* [TEXT SECTION]:
»»
All dresses are from Nordstrom. Your credit cards can thank me later.

High: It’s Wednesday, which means the week is half over and Clink visits in two days.

Low: It’s only Wednesday, which means only half the week is over and I only have two days to clean the house before Clink visits.

High:The gym and I are total BFFs. We meet up for drinks five times a week minimum.

Low: Damn you, triceps machine and your ability to make me almost grunt. (Which you know I hate!) We will meet again tonight you evil bastard.

High: All this gym has made the majority of my clothes fit better, except for my pants which are mostly all too big. Woo!

Low: My pants are too big. Which means that except for the first 20 minutes out of the dryer, they’re saggy and loose. And with the wedding only, omigod, eight months away, I really can’t afford to be spending money on new pants.
««
* [EXERCISE INSTRUCTIONS]:
a – Write out everything in the highs-and-lows post from "Low: Damn you, triceps" down to "too big. Woo!".
b – Carry on the highs-and-lows post, picking up right after its last sentence.
Nothing in the lines after this point is needed for the work here.

* [PROVIDED INFORMATION]:
»»
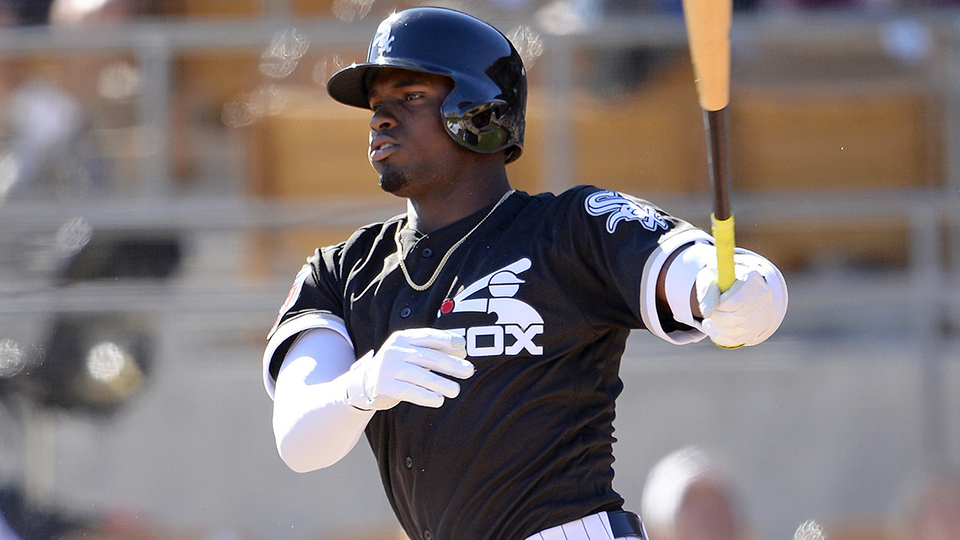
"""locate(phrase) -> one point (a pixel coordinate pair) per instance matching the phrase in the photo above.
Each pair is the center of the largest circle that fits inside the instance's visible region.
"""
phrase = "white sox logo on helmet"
(620, 209)
(517, 324)
(383, 41)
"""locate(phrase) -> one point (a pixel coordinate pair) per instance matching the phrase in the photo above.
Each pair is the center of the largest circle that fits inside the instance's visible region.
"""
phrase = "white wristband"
««
* [ANSWERS FOR THE TASKS]:
a –
Low: Damn you, triceps machine and your ability to make me almost grunt. (Which you know I hate!) We will meet again tonight you evil bastard.

High: All this gym has made the majority of my clothes fit better, except for my pants which are mostly all too big. Woo!

b –
High: I’m getting married in eight months!

Low: I’m getting married in eight months. There is SO much to do. Yesterday I went to set up a room block at a local hotel, but when I got there I was informed that the woman behind the desk could not help me. Doug, the group guy, could help me. But Doug wasn’t there. Doug will be in today. After 10. I have to speak to Doug.

High: I’m wearing a cute shirt today.

Low: I just noticed that the layer I have underneath it is inside out.

 Sigh.

Lying in bed:

“Get up. Get up, get up, get up. Yes, that first digit on the clock is a six. It doesn’t matter. Must. Get. Up. That’s it, one foot out from under the covers. Ignore the sleeping boy next to you! Do not be dragged in my his warmth and sexy tousled bed head. Well, maybe just five more minutes. Mmm the down comforter is so nice and the pillow so soft and…MOLLY GET UP. It is the Year of the Bride. You have no excuse to not be in that gym. Go.

OK. Up. Good. This isn’t so bad. Ready to go and, oh. Hi, Kodiak. You have to go out? You can’t wait a little bit? Of course you can’t, what am I thinking. Sorry, baby. Alright, let’s go. Leash, hat, Michael’s big coat. All set. Holy CRAP it’s cold. Thirteen degrees? Are you kidding me? I better start the car or it will never defrost in time. Kodiak, no. You cannot go in Mom’s car. Stop it. Seriously, dog. Stop it.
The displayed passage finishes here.